** Start of DATA FOR THIS EXERCISE **
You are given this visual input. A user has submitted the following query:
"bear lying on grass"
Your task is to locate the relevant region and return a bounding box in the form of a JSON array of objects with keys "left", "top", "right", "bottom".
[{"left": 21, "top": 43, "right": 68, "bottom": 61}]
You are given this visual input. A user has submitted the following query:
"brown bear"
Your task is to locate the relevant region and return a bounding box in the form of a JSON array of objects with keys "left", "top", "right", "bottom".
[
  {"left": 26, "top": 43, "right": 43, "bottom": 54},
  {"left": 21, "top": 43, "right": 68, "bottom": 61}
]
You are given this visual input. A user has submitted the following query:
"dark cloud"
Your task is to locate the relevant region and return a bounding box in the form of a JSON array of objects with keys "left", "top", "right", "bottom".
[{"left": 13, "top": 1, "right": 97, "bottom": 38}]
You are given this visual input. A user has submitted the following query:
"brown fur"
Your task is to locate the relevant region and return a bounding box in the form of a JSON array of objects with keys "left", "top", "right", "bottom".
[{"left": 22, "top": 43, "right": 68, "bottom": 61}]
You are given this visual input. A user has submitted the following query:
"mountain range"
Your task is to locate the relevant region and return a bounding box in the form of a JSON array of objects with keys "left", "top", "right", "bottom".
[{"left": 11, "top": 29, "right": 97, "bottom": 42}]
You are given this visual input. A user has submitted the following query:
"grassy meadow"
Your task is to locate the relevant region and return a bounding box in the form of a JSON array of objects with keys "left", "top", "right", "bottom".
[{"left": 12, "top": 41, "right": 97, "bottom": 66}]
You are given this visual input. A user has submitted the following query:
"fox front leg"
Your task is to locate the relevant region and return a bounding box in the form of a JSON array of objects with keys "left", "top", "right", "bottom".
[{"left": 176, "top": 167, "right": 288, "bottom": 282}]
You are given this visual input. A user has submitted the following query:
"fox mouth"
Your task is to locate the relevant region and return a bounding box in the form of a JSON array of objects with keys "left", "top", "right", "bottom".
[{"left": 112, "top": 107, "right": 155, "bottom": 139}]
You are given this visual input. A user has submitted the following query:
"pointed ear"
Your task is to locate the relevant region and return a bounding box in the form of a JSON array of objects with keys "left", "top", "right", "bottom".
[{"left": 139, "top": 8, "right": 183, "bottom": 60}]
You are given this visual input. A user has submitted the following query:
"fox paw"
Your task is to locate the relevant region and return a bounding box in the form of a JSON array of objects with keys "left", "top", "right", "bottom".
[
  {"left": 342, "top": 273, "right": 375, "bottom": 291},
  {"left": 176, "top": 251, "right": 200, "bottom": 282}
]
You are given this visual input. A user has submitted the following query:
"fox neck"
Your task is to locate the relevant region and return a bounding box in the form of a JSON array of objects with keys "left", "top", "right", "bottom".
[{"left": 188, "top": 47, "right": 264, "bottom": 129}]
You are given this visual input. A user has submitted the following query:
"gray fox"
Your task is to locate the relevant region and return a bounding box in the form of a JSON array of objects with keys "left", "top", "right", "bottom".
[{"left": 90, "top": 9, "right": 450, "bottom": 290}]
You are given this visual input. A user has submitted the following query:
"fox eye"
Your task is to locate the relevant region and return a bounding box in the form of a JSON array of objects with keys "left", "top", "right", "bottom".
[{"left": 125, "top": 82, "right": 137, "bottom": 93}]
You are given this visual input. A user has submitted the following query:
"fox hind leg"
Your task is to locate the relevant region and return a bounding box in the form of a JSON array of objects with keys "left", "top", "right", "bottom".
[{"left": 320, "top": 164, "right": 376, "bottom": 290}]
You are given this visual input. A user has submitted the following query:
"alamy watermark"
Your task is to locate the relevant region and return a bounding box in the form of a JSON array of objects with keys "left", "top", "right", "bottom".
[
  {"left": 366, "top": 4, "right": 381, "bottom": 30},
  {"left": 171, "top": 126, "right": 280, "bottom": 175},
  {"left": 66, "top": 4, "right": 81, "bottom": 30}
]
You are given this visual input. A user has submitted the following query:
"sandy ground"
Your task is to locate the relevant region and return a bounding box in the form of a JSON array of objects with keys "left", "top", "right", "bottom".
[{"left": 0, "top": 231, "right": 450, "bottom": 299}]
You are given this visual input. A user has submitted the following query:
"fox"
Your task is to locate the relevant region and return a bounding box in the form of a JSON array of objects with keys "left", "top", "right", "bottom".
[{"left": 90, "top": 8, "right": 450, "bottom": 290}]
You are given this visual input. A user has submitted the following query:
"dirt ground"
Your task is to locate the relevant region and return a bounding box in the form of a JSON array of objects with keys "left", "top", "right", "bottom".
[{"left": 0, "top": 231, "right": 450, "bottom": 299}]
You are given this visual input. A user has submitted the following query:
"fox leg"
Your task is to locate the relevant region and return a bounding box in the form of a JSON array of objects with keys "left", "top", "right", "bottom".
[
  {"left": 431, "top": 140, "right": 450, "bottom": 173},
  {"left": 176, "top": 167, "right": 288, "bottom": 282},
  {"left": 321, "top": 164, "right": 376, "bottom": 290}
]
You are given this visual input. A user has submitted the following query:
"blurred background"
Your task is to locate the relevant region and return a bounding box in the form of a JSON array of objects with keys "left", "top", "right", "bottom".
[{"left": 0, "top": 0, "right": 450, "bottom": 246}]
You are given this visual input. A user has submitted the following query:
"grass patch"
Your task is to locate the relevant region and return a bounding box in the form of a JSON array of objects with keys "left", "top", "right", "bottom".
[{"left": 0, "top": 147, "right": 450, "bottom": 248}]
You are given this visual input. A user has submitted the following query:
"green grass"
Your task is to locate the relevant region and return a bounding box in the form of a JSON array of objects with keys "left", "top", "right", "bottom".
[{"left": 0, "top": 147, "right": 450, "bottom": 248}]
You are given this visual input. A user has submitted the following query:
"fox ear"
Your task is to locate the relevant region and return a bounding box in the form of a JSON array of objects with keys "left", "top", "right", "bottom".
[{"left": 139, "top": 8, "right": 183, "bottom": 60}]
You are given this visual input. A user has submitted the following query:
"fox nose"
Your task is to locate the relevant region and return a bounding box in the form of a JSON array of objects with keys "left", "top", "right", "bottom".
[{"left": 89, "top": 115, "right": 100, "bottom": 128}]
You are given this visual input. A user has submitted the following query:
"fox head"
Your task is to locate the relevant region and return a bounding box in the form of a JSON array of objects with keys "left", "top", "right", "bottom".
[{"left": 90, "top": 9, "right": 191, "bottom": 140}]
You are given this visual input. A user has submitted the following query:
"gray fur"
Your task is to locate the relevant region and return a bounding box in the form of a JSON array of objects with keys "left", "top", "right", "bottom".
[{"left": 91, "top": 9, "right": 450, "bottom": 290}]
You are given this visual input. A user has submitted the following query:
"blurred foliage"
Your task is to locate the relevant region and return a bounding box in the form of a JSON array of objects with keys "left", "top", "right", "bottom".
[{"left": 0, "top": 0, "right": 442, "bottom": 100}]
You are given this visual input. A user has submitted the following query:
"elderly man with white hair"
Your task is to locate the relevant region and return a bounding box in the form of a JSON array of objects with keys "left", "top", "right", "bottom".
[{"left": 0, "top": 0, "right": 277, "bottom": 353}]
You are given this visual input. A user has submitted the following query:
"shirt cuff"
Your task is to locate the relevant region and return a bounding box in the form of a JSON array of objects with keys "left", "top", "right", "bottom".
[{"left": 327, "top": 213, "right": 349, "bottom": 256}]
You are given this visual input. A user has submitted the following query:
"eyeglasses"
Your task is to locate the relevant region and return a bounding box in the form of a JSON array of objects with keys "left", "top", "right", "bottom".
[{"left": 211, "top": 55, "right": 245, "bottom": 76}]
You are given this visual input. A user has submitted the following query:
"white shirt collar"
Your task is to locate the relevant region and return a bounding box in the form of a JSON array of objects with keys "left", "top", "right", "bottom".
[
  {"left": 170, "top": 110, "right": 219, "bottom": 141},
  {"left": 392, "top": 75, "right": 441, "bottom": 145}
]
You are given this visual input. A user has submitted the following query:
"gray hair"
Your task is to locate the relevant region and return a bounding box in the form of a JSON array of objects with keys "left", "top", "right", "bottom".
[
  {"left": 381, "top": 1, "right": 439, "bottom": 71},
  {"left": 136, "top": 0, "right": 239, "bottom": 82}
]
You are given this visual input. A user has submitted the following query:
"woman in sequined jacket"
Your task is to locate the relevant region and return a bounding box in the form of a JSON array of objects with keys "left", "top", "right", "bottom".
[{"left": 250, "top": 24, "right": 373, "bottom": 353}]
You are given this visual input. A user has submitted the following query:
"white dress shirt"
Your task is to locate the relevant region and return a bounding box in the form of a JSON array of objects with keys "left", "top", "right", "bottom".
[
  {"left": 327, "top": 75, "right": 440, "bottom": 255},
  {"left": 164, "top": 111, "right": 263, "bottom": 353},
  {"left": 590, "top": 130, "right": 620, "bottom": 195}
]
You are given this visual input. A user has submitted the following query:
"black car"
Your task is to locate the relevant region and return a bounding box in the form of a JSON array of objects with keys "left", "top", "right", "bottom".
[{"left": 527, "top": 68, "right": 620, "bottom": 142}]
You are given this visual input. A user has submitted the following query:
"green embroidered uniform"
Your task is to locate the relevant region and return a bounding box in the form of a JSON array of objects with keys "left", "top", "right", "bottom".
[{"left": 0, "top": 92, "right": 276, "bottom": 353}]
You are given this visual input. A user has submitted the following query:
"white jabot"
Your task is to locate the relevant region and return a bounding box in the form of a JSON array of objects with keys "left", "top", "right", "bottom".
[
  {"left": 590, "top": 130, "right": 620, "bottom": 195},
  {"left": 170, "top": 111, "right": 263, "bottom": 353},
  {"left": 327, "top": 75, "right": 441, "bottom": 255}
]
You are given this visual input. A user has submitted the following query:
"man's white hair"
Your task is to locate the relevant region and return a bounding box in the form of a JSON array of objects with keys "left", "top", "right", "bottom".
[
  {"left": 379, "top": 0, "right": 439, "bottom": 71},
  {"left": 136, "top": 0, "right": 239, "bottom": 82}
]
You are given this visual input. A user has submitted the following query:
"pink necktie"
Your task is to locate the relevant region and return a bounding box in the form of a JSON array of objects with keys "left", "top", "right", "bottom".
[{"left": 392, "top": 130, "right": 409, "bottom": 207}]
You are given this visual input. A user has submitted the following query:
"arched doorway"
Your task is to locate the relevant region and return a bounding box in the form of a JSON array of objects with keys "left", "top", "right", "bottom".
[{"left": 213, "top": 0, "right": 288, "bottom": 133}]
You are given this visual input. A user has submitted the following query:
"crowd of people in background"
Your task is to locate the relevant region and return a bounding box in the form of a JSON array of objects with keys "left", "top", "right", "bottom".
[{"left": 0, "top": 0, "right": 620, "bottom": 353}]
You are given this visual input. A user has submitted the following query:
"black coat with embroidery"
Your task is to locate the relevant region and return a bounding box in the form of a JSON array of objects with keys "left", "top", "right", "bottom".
** End of DATA FOR THIS EXERCISE **
Pick out every line in the entries above that contains the word "hair", and copy each one.

"elderly man with white hair"
"gray hair"
"man's white hair"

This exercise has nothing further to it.